* [Short task] Begin at the line that contains "Where can the house" and stop after the line that contains "point(665, 59)", copying every line in full and offsetting each point coordinate in the answers by adding 122 to it. Leave every other number unchanged, including those in the sample notation.

* [Supplied material]
* * * * *

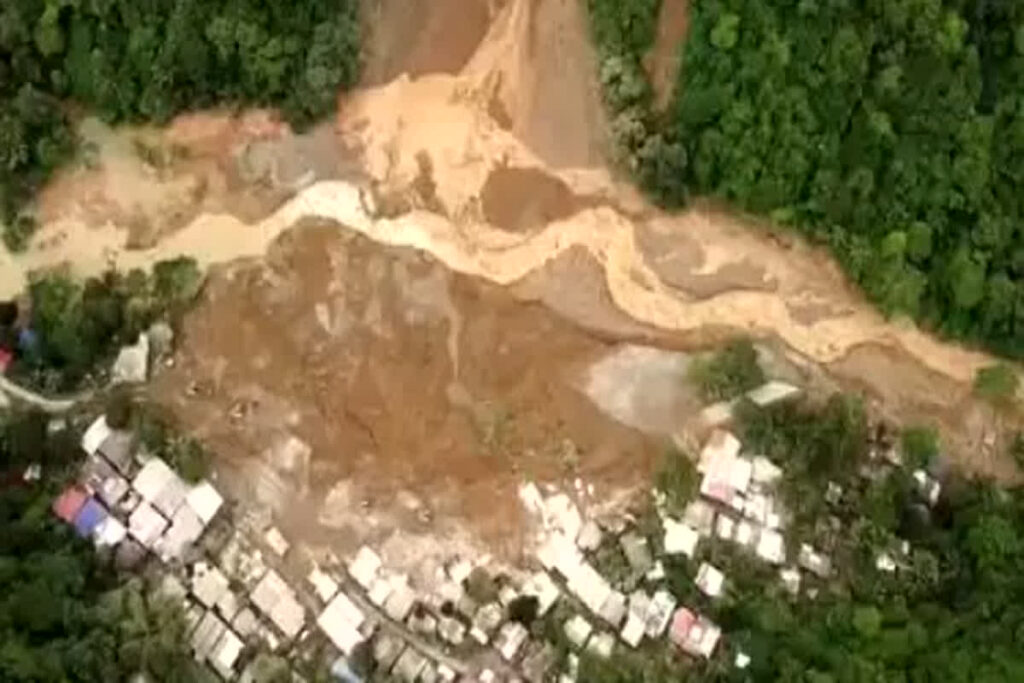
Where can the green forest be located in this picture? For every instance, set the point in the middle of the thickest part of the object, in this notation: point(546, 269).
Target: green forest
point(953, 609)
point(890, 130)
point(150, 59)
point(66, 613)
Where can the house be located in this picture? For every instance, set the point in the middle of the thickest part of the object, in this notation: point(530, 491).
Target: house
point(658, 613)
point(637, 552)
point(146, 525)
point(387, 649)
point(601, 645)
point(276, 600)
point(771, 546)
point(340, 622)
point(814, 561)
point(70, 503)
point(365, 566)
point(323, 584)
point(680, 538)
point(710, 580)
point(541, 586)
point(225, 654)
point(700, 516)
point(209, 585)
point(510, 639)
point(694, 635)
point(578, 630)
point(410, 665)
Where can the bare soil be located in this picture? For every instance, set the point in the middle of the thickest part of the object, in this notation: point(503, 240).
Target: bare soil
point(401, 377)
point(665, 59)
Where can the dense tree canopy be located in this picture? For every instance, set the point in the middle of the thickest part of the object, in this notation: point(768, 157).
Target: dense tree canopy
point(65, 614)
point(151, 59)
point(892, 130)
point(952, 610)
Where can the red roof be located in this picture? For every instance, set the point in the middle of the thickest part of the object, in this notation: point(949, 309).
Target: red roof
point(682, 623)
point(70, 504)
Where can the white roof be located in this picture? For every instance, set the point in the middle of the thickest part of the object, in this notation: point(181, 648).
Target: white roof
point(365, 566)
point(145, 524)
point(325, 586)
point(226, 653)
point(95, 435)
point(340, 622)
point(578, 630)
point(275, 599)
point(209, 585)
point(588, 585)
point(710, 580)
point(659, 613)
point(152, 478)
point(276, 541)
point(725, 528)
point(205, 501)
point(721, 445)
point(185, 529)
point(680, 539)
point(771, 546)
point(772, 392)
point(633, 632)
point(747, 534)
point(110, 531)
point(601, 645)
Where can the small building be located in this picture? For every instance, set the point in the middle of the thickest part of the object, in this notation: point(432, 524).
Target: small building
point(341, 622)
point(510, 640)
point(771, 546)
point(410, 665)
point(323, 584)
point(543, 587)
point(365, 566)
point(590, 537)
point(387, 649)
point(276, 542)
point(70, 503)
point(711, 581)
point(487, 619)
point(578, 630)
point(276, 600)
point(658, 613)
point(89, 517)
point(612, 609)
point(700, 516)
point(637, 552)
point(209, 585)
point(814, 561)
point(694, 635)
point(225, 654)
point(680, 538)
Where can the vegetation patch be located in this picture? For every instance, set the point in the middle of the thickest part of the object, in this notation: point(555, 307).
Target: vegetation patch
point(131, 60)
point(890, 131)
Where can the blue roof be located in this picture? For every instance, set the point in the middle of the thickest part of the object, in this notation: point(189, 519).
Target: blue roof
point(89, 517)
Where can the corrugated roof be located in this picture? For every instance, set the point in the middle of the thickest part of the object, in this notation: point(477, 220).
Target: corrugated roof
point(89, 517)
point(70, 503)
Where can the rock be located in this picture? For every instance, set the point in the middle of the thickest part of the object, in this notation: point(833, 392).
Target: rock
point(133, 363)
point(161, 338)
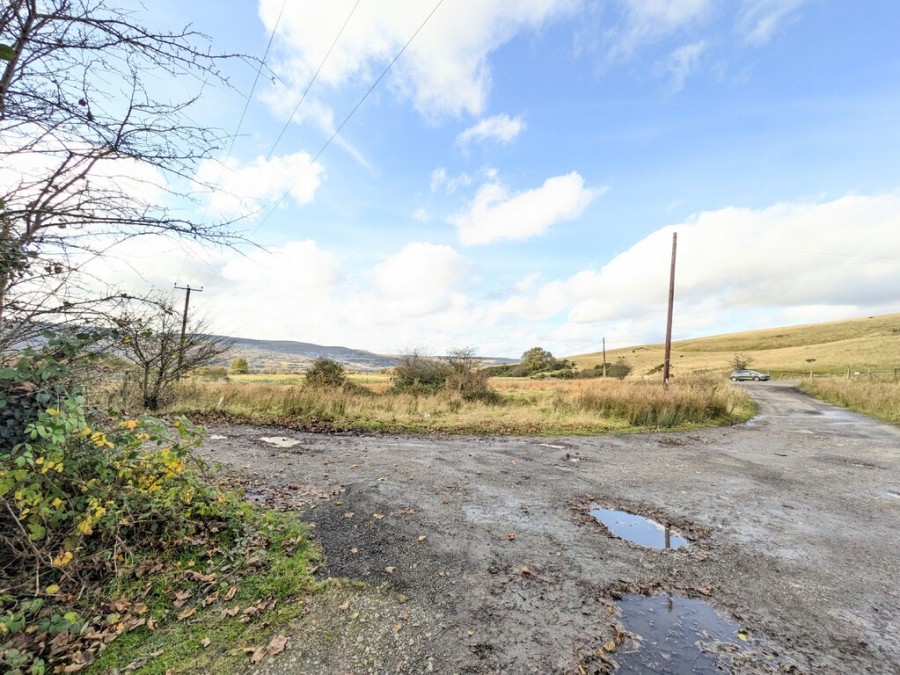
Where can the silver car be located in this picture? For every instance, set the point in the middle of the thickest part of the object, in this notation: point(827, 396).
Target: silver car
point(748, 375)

* * * * *

* [Expected output]
Where can the house be located in this picture? For every instance, set the point in the middle of the thickest part of the object, in this notation: point(530, 491).
Target: house
point(780, 735)
point(759, 674)
point(268, 647)
point(509, 771)
point(723, 767)
point(398, 722)
point(893, 668)
point(462, 744)
point(936, 683)
point(192, 625)
point(487, 688)
point(445, 706)
point(802, 660)
point(832, 702)
point(663, 708)
point(347, 776)
point(822, 638)
point(331, 707)
point(632, 761)
point(816, 757)
point(700, 752)
point(532, 787)
Where can the bare soil be located in this picture? For every instance, set the point in the middle of the thickest part of the object, in this notation: point(503, 240).
Target: bare soil
point(523, 499)
point(787, 181)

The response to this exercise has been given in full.